What you are asked to do =
Copy each line of the records below without changing a single character.

Records supplied =
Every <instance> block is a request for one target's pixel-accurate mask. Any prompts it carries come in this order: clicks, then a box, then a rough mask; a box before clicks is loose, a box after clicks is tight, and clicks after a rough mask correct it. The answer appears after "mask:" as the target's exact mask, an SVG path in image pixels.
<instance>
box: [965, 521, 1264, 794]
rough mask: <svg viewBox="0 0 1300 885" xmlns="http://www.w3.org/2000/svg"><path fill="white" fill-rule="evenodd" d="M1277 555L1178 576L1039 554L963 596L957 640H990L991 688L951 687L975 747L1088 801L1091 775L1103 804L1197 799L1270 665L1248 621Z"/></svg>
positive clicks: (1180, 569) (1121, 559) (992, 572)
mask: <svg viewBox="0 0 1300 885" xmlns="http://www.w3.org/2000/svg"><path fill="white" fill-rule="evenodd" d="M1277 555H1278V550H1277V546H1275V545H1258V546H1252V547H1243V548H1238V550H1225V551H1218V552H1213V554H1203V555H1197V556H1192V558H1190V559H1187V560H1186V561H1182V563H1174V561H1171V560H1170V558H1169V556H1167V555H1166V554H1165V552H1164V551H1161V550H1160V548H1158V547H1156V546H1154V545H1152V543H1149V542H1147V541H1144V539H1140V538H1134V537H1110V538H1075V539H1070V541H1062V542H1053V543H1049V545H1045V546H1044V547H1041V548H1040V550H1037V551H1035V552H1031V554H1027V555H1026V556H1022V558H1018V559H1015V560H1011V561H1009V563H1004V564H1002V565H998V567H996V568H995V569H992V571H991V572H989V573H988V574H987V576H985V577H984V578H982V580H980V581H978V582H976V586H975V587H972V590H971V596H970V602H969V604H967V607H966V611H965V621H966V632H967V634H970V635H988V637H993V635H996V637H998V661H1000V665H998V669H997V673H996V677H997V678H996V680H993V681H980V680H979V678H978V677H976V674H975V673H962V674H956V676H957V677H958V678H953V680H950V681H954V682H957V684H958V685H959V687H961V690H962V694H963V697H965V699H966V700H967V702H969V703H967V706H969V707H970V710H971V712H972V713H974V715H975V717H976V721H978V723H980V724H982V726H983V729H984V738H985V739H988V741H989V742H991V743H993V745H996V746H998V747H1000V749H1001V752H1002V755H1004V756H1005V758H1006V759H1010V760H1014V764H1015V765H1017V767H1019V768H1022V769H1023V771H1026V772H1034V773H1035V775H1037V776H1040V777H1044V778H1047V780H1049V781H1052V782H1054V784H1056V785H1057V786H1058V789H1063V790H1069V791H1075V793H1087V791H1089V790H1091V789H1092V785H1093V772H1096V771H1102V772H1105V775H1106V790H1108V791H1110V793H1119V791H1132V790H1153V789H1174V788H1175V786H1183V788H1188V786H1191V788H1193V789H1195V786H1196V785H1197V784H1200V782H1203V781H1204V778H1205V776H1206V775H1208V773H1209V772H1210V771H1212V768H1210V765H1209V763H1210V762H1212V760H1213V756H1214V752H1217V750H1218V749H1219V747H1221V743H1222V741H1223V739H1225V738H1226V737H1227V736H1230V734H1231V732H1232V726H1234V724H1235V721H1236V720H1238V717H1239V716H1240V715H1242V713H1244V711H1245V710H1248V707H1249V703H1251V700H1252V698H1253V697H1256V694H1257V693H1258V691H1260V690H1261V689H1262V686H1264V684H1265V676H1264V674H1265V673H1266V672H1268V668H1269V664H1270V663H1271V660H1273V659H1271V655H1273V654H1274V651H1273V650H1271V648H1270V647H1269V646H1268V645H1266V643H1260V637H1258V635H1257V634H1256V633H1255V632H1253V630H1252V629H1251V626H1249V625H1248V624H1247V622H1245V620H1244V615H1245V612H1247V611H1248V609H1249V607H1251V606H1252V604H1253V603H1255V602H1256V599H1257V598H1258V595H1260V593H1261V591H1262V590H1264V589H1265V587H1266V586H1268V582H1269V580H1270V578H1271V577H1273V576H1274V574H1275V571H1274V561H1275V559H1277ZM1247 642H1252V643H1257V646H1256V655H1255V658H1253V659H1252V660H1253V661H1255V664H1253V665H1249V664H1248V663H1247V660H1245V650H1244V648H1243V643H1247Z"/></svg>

Response to the exercise =
Every <instance> block is a request for one target's pixel-accurate mask. Any prompts it carries come in this order: clicks, then a box, then a rough mask; a box before clicks is loose, a box after clicks is tight, and clicks after a rough mask correct it. The answer appears after "mask:" as the target's exact mask, an SVG path in image pixels.
<instance>
box: [965, 521, 1264, 794]
rough mask: <svg viewBox="0 0 1300 885" xmlns="http://www.w3.org/2000/svg"><path fill="white" fill-rule="evenodd" d="M1277 555L1178 576L1039 554L963 596L957 640H990L991 688L951 687L975 747L1088 801L1091 775L1103 804L1197 799L1270 665L1248 621Z"/></svg>
positive clicks: (1180, 569) (1121, 559) (992, 572)
mask: <svg viewBox="0 0 1300 885" xmlns="http://www.w3.org/2000/svg"><path fill="white" fill-rule="evenodd" d="M1277 555H1278V550H1277V546H1275V545H1258V546H1252V547H1243V548H1238V550H1225V551H1218V552H1213V554H1203V555H1197V556H1192V558H1190V559H1187V560H1186V561H1182V563H1174V561H1171V560H1170V558H1169V556H1167V555H1166V554H1165V552H1164V551H1161V550H1160V548H1158V547H1156V546H1154V545H1152V543H1149V542H1147V541H1144V539H1140V538H1134V537H1110V538H1075V539H1070V541H1062V542H1053V543H1049V545H1045V546H1044V547H1041V548H1040V550H1037V551H1035V552H1031V554H1027V555H1026V556H1022V558H1018V559H1015V560H1011V561H1009V563H1004V564H1002V565H998V567H996V568H995V569H992V571H991V572H989V573H988V574H987V576H985V577H984V578H982V580H980V581H978V582H976V586H975V587H972V590H971V596H970V602H969V604H967V607H966V611H965V621H966V632H967V634H970V635H988V637H993V635H996V637H998V661H1000V665H998V669H997V673H996V677H997V678H996V680H993V681H980V680H979V678H978V677H976V674H975V673H962V674H956V676H957V677H958V678H953V680H950V681H954V682H957V684H958V685H959V687H961V690H962V694H963V697H965V699H966V700H967V702H969V703H967V706H969V707H970V710H971V712H972V713H974V715H975V717H976V721H978V723H980V724H982V726H983V729H984V738H985V739H988V741H989V742H991V743H993V745H996V746H998V747H1000V749H1001V752H1002V755H1004V756H1005V758H1006V759H1010V760H1014V764H1015V765H1017V767H1019V768H1022V769H1023V771H1026V772H1034V773H1035V775H1037V776H1040V777H1044V778H1047V780H1049V781H1052V782H1054V784H1056V785H1057V786H1058V789H1063V790H1069V791H1075V793H1087V791H1089V790H1091V789H1092V785H1093V772H1096V771H1102V772H1105V775H1106V790H1108V791H1110V793H1119V791H1132V790H1153V789H1174V788H1175V786H1183V788H1188V786H1191V788H1193V789H1195V786H1196V785H1197V784H1200V782H1203V781H1204V778H1205V776H1206V775H1208V773H1209V772H1210V771H1212V768H1210V765H1209V763H1210V762H1212V760H1213V756H1214V752H1217V750H1218V749H1219V747H1221V743H1222V741H1223V739H1225V738H1226V737H1227V736H1230V734H1231V732H1232V726H1234V724H1235V721H1236V720H1238V717H1239V716H1240V715H1242V713H1244V711H1245V710H1248V707H1249V703H1251V700H1252V698H1253V697H1256V694H1257V693H1258V691H1260V690H1261V689H1262V686H1264V684H1265V676H1264V674H1265V673H1266V672H1268V668H1269V664H1270V663H1271V660H1273V659H1271V655H1273V654H1274V651H1273V650H1271V648H1270V647H1269V646H1268V645H1266V643H1260V637H1258V635H1257V634H1256V633H1255V632H1253V630H1252V629H1251V626H1249V625H1248V624H1247V622H1245V620H1244V615H1245V612H1247V611H1248V609H1249V607H1251V606H1252V604H1253V603H1255V602H1256V599H1257V598H1258V595H1260V593H1261V591H1262V590H1264V589H1265V587H1266V586H1268V582H1269V580H1270V578H1271V577H1273V576H1274V574H1275V571H1274V561H1275V559H1277ZM1247 642H1252V643H1257V646H1256V655H1255V658H1253V659H1252V660H1253V661H1255V664H1253V665H1249V664H1248V663H1247V660H1245V650H1244V648H1243V643H1247Z"/></svg>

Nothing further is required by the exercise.